*Prompt 1:* Quote the records below from their start through the line containing "<point>25,320</point>", including that line, and leave the pictures out.
[begin Passage provided]
Borqs Technologies, Inc., a British Virgin Islands corporation (“ Company ” or “ Borqs ”), formerly known as Pacific Special Acquisition Corp., was incorporated in the British Virgin Islands as a company with limited liability on July 1, 2015 for the purpose of acquiring, engaging in a share exchange, share reconstruction and amalgamation, or contractual control arrangement with, purchasing all or substantially all of the assets of, or engaging in any other similar business combination with one or more businesses or entities.

 

On August 18, 2017 (“ Closing Date ”), the Company consummated the transactions contemplated by that certain Merger Agreement dated December 27, 2016, as amended on May 10, 2017 and June 29, 2017 (“ Merger Agreement ”), by and among Pacific Special Acquisition Corp. (“ Pacific ”), PAAC Merger Subsidiary Limited, an exempted company incorporated under the laws of the Cayman Islands with limited liability and a wholly-owned subsidiary of the Company (“ Merger Sub ”), Borqs International Holding Corp, an exempted company incorporated under the laws of the Cayman Islands with limited liability (“ Borqs International ”), Pacific’s sponsor, Zhengqi International Holding Limited, in its capacity thereunder as the Purchaser Representative (the “ Purchaser Representative ”), the representative Zhengdong Zou (the “ Sellers’ Representative ”) for each of Borqs International’s shareholders immediately prior to the closing (collectively, the “ Sellers ”), and for certain limited purposes thereof, Zhengqi International Holding Limited (the “ Sponsor ”). Pursuant to the Merger Agreement, Merger Sub merged with and into Borqs International, with Borqs International continuing as the surviving company and a wholly-owned subsidiary of the Company, and the Company issued a total of 25,913,964 ordinary shares of the Company, with 942,467 of such shares set aside in escrow for indemnity obligations of the Sellers and 2,352,285 of such shares set aside in escrow subject to certain earn-out provisions in the Merger Agreement (and, to the extent not earned, being retained by the Sponsor and another investor that participated in the backstop arrangement) (such transaction, the “ Business Combination ”). As a result of the Business Combination, the Sellers became the controlling shareholders of the Company and Borqs International became a wholly-owned subsidiary of the Company.
[end Passage provided]
*Prompt 2:* Print the entire passage above about the formation and merger of Borqs Technologies, word for word.
[begin Records for processing]
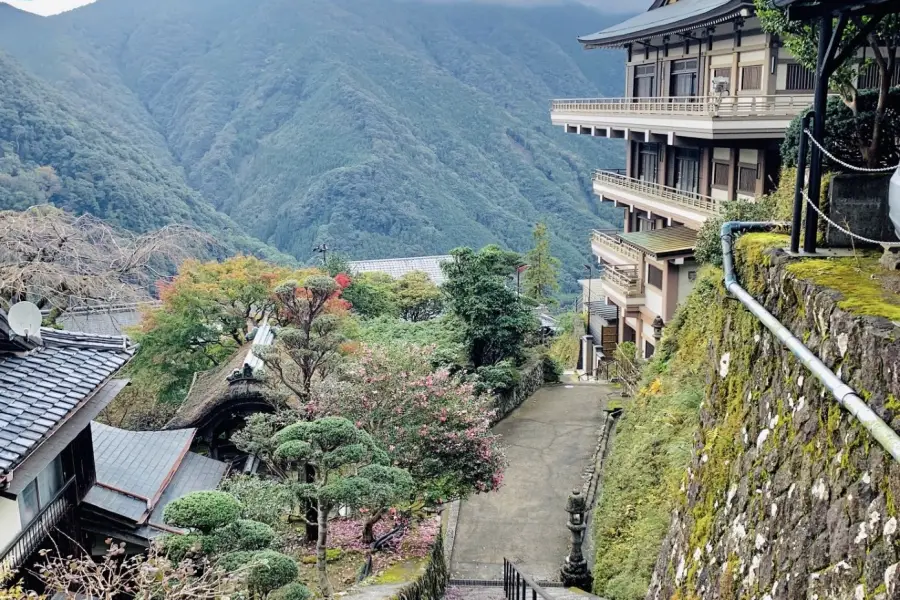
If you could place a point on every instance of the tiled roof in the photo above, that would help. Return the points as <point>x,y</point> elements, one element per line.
<point>43,388</point>
<point>670,18</point>
<point>106,320</point>
<point>141,463</point>
<point>661,243</point>
<point>397,267</point>
<point>195,474</point>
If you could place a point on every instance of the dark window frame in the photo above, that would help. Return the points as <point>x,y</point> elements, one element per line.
<point>718,167</point>
<point>757,70</point>
<point>799,79</point>
<point>644,74</point>
<point>654,277</point>
<point>742,168</point>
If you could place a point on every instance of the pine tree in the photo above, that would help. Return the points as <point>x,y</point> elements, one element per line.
<point>540,279</point>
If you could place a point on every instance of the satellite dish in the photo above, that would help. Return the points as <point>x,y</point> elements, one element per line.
<point>25,320</point>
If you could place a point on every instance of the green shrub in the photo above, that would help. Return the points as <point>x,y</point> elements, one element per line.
<point>708,249</point>
<point>264,500</point>
<point>291,591</point>
<point>502,377</point>
<point>177,547</point>
<point>267,569</point>
<point>552,370</point>
<point>244,534</point>
<point>204,511</point>
<point>331,555</point>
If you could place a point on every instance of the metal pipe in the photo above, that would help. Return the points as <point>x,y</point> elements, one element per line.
<point>797,222</point>
<point>844,394</point>
<point>815,162</point>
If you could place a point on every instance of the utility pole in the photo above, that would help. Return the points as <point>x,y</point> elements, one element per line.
<point>323,250</point>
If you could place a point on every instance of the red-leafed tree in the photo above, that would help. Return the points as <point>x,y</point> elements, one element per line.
<point>431,423</point>
<point>310,314</point>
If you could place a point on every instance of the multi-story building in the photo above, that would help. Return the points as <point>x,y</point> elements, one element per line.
<point>708,96</point>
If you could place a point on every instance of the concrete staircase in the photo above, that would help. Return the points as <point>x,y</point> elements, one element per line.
<point>471,590</point>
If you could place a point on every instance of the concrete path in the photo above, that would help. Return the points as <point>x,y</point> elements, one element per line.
<point>549,440</point>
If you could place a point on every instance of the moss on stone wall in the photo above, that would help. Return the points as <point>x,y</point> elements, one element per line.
<point>644,475</point>
<point>786,496</point>
<point>766,488</point>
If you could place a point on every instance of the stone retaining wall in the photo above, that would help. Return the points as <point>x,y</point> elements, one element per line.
<point>532,380</point>
<point>787,497</point>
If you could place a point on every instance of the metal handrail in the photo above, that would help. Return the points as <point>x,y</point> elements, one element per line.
<point>611,240</point>
<point>664,193</point>
<point>691,106</point>
<point>517,584</point>
<point>30,538</point>
<point>625,277</point>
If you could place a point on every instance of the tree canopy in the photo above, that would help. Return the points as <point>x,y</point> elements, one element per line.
<point>543,268</point>
<point>494,324</point>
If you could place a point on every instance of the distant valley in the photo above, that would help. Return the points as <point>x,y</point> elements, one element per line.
<point>383,128</point>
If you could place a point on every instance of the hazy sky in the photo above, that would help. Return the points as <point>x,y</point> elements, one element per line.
<point>51,7</point>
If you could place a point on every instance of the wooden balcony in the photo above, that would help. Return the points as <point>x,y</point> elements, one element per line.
<point>684,206</point>
<point>608,241</point>
<point>57,516</point>
<point>626,279</point>
<point>661,119</point>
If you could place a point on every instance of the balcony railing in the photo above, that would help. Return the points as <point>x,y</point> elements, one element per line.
<point>58,514</point>
<point>628,278</point>
<point>611,241</point>
<point>664,193</point>
<point>689,106</point>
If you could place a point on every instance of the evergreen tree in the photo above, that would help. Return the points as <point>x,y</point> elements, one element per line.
<point>543,269</point>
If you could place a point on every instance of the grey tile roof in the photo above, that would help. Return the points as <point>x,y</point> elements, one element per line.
<point>666,19</point>
<point>43,388</point>
<point>195,474</point>
<point>140,472</point>
<point>139,462</point>
<point>397,267</point>
<point>105,321</point>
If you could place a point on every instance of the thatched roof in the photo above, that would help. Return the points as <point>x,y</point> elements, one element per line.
<point>226,387</point>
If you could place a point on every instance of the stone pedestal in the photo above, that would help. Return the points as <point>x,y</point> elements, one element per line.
<point>575,572</point>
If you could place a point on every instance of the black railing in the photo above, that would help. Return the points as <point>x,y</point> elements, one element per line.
<point>58,514</point>
<point>518,586</point>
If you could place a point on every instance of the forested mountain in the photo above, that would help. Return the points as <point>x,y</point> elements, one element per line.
<point>386,128</point>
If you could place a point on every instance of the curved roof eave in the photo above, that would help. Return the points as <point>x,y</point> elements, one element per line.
<point>675,21</point>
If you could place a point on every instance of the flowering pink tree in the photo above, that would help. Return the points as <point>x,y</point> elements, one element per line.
<point>432,424</point>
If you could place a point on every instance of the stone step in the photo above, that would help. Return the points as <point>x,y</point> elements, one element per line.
<point>467,592</point>
<point>470,592</point>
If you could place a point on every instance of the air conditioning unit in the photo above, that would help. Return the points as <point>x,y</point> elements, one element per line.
<point>720,85</point>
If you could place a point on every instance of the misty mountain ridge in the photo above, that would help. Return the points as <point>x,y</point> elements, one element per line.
<point>385,128</point>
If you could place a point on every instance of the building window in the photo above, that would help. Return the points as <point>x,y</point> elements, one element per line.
<point>40,492</point>
<point>720,175</point>
<point>751,77</point>
<point>654,277</point>
<point>723,73</point>
<point>648,162</point>
<point>687,170</point>
<point>799,78</point>
<point>747,179</point>
<point>644,81</point>
<point>870,78</point>
<point>684,77</point>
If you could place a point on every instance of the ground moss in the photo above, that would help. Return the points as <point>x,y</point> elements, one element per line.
<point>645,470</point>
<point>858,279</point>
<point>403,571</point>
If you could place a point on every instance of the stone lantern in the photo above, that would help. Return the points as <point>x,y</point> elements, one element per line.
<point>575,572</point>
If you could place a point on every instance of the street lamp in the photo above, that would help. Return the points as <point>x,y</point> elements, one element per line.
<point>657,325</point>
<point>590,270</point>
<point>323,250</point>
<point>520,268</point>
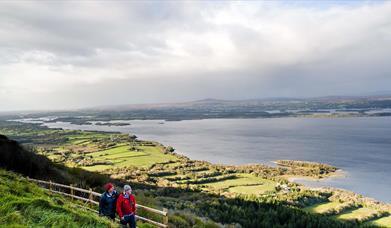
[end Records for processing]
*Finished answer 1:*
If you could place a point on every instance of the tiled roof in the photo above, that would help. Return the points as <point>x,y</point> elements, one element per line.
<point>43,388</point>
<point>670,18</point>
<point>106,320</point>
<point>141,463</point>
<point>661,243</point>
<point>397,267</point>
<point>195,474</point>
If you could place a point on every instance of the dark window frame in the photo above, that would help. Return the points as <point>x,y</point> elements, one element per line.
<point>718,167</point>
<point>757,70</point>
<point>799,79</point>
<point>644,74</point>
<point>654,277</point>
<point>742,168</point>
If you could place a point on every instance of the pine tree in the photo above, that would help. Return the points as <point>x,y</point> elements, one element per line.
<point>540,279</point>
If you could place a point on every instance of the satellite dish in the photo above, that would help. Return the points as <point>x,y</point> elements, one element per line.
<point>25,320</point>

*Finished answer 2:*
Borqs Technologies, Inc., a British Virgin Islands corporation (“ Company ” or “ Borqs ”), formerly known as Pacific Special Acquisition Corp., was incorporated in the British Virgin Islands as a company with limited liability on July 1, 2015 for the purpose of acquiring, engaging in a share exchange, share reconstruction and amalgamation, or contractual control arrangement with, purchasing all or substantially all of the assets of, or engaging in any other similar business combination with one or more businesses or entities.

 

On August 18, 2017 (“ Closing Date ”), the Company consummated the transactions contemplated by that certain Merger Agreement dated December 27, 2016, as amended on May 10, 2017 and June 29, 2017 (“ Merger Agreement ”), by and among Pacific Special Acquisition Corp. (“ Pacific ”), PAAC Merger Subsidiary Limited, an exempted company incorporated under the laws of the Cayman Islands with limited liability and a wholly-owned subsidiary of the Company (“ Merger Sub ”), Borqs International Holding Corp, an exempted company incorporated under the laws of the Cayman Islands with limited liability (“ Borqs International ”), Pacific’s sponsor, Zhengqi International Holding Limited, in its capacity thereunder as the Purchaser Representative (the “ Purchaser Representative ”), the representative Zhengdong Zou (the “ Sellers’ Representative ”) for each of Borqs International’s shareholders immediately prior to the closing (collectively, the “ Sellers ”), and for certain limited purposes thereof, Zhengqi International Holding Limited (the “ Sponsor ”). Pursuant to the Merger Agreement, Merger Sub merged with and into Borqs International, with Borqs International continuing as the surviving company and a wholly-owned subsidiary of the Company, and the Company issued a total of 25,913,964 ordinary shares of the Company, with 942,467 of such shares set aside in escrow for indemnity obligations of the Sellers and 2,352,285 of such shares set aside in escrow subject to certain earn-out provisions in the Merger Agreement (and, to the extent not earned, being retained by the Sponsor and another investor that participated in the backstop arrangement) (such transaction, the “ Business Combination ”). As a result of the Business Combination, the Sellers became the controlling shareholders of the Company and Borqs International became a wholly-owned subsidiary of the Company.